(Beginning of SELECTED EXTRACT)

Visitors to Edinburgh contribute more than £1bn a year to the local economy | Alamy

Explainer: What is the Visitor Levy (Scotland) Bill?

Scotland plans to allow local authorities to introduce a visitor levy, also known as a “tourist tax”. The Visitor Levy (Scotland) Bill was first introduced to Holyrood on 24 May 2023 and proposed that councils could raise a tax revenue from tourists for public expenditure. 

MSPs will begin debating the bill today, with many local councils, most notably Edinburgh City Council, very eager to implement the tax as soon as possible. But how much will it cost? How will the money be used? And why now?

How will the levy work?

A visitor levy is an additional charge paid on overnight accommodation. Such a charge was first introduced in the UK by Manchester in April of last year to promote sustainable tourism. Many European cities, such as Amsterdam, Barcelona, Berlin, Paris, and Rome also charge a visitor levy to raise income to reinvest in local services, infrastructure and visitor attractions.

(End of SELECTED EXTRACT)
(Beginning of EXTRACTED RECORDS)

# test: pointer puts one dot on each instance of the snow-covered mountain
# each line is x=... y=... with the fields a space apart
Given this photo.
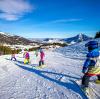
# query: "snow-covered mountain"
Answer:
x=78 y=38
x=13 y=39
x=55 y=81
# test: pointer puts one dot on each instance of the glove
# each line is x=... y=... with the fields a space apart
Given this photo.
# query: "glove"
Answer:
x=84 y=70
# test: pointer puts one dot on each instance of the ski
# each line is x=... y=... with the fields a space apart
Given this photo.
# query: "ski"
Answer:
x=87 y=95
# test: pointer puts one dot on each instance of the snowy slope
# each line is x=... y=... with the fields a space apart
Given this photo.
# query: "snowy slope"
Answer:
x=55 y=81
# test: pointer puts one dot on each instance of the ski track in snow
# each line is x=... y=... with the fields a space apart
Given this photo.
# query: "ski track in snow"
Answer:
x=55 y=81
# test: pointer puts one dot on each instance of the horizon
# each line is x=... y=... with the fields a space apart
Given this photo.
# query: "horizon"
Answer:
x=50 y=18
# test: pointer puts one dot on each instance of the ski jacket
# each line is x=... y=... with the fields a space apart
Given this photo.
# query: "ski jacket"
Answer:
x=92 y=63
x=42 y=56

(End of EXTRACTED RECORDS)

— PROBLEM DESCRIPTION —
Please list every European city that the visitor levy explainer names as charging a visitor levy.

— SOLUTION FOR THIS TASK —
Amsterdam, Barcelona, Berlin, Paris, Rome